Return each line of the listing below verbatim, omitting the pictures.

══ Material to process ══

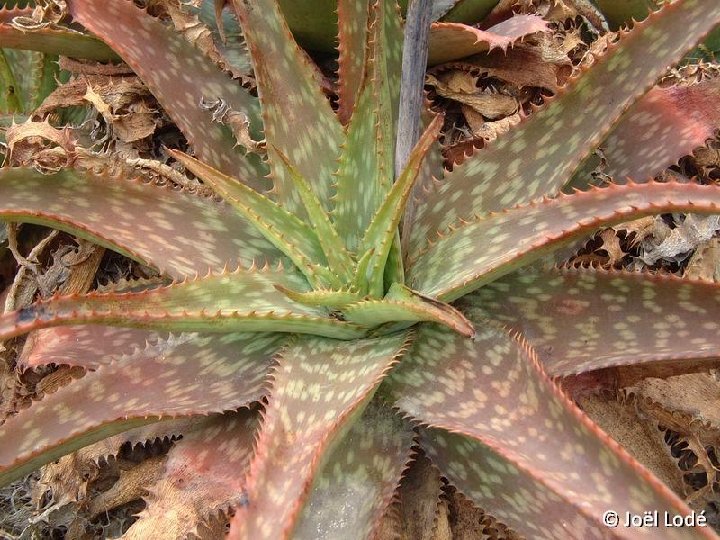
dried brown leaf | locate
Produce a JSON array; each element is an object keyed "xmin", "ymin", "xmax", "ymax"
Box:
[
  {"xmin": 578, "ymin": 395, "xmax": 684, "ymax": 493},
  {"xmin": 427, "ymin": 70, "xmax": 520, "ymax": 120},
  {"xmin": 683, "ymin": 238, "xmax": 720, "ymax": 281}
]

═══

Response to this task:
dried brown leaf | locate
Produce a JSON array; each element is an object keyed "xmin", "ymin", "xmax", "ymax"
Box:
[
  {"xmin": 578, "ymin": 395, "xmax": 684, "ymax": 493},
  {"xmin": 427, "ymin": 70, "xmax": 520, "ymax": 120},
  {"xmin": 683, "ymin": 238, "xmax": 720, "ymax": 281}
]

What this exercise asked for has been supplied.